▶ _Stated task A_: According to the logistic regression text, at what sigmoid value does the decision boundary lie?

▶ _Passage_:
Cost of optimal theta:
0.20349770159

Plot the Decision Boundary

Plot the decision boundary on the training data, using the optimal $\theta$ values. The boundary is exactly at sigmoid(0) = 0.5:

$\frac{1}{1+e^{-(\theta_0+\theta_1x_1+\theta_2x_2)}}=0.5$

or

$\theta_0+\theta_1x_1+\theta_2x_2=0$

and with the following conversion

$x_2=-(\frac{\theta_0+\theta_1x_1}{\theta_2})$

the boundary decision can be graphically plotted.

Evaluating logistic regression

Use the model to predict whether a particular student will be admitted. For a student with an Exam 1 score of 45 and an Exam 2 score of 85, it is expected an admission probability of 0.776. Another way to evaluate the quality of the parameters is to see how well the learned model predicts on the training set. Create a predict function that will produce “1” or “0” predictions given a dataset and a learned parameter vector $\theta$. Finally, report the training accuracy of the classifier by computing the percentage of examples it got correct.

# Only 2 points are required to define a line, e.g. min and max.
plot_x = np.array([np.min(x[:, 1]) - 2, np.max(x[:, 1] + 2)])
plot_y = -(theta[0] + theta[1] * plot_x) / theta[2]

plt.figure(figsize=(8, 6))
plt.xlabel('Exam 1 score')
plt.ylabel('Exam 2 score')
plt.title('Scatter plot of training data')
plt.plot(data1['Score1'][data1['Admitted']==1],
         data1['Score2'][data1['Admitted']==1], 'k+',
         label='Admitted')
plt.plot(data1['Score1'][data1['Admitted']==0],
         data1['Score2'][data1['Admitted']==0], 'yo',
         label='Not Admitted')
plt.plot(plot_x, plot_y, 'b:', label='Decision Boundary')
plt.plot(45, 85, 'rx', ms=10)
plt.annotate('(45, 85)', xy=(45, 85), xytext=(47, 84))
plt.legend()
plt.show()

probability = sigmoid(np.dot(np.array([1, 45, 85]), theta))
print('Admission probability for scores (45, 85)=', probability)

png

Admission probability for scores (45, 85)= 0.776291590411
# Create a predict function.
def predictAdmission(x, theta):
    """
    Predict whether a student will be admitted.
    Args:
        x: array shape(m, n+1)
        theta: ndarray, the optimal parameters of the cost function
    Returns:
        predicted: array shape(m,) of booleans
    """
    probability = np.array(sigmoid(np.dot(x, theta)))
    predicted = probability >= 0.5
    return predicted

predicted = predictAdmission(x, theta)
correct = np.sum(predicted.astype(int) == y.reshape(100))
total = len(predicted)
print('Accuracy score: {}%'.format(100 * correct / total))

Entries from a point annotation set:

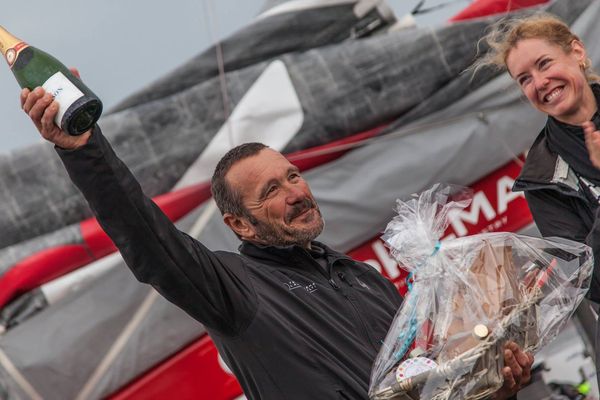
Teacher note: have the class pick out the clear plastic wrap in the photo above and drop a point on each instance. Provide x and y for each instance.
(467, 298)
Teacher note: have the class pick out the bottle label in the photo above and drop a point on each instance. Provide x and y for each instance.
(64, 91)
(12, 53)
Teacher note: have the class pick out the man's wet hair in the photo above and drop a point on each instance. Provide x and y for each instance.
(228, 199)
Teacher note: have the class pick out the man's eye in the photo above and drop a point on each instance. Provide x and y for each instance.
(523, 80)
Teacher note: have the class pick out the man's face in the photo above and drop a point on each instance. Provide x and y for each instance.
(284, 210)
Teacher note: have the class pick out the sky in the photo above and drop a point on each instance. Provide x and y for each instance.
(119, 46)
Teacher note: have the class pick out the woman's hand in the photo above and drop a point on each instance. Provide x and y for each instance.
(42, 109)
(592, 142)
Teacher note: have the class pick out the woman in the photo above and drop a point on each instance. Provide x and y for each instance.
(560, 180)
(561, 176)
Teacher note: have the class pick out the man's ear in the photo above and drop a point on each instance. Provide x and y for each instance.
(578, 49)
(240, 225)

▶ _Stated task B_: Return, unchanged, the lines of the listing from the one containing "Teacher note: have the class pick out the man's ear" through the last line of the listing, both ends included.

▶ _Exercise response A_: At sigmoid(0) = 0.5.

▶ _Exercise response B_:
Teacher note: have the class pick out the man's ear in the photo above and drop a point on each instance. Provide x and y for each instance.
(578, 49)
(240, 225)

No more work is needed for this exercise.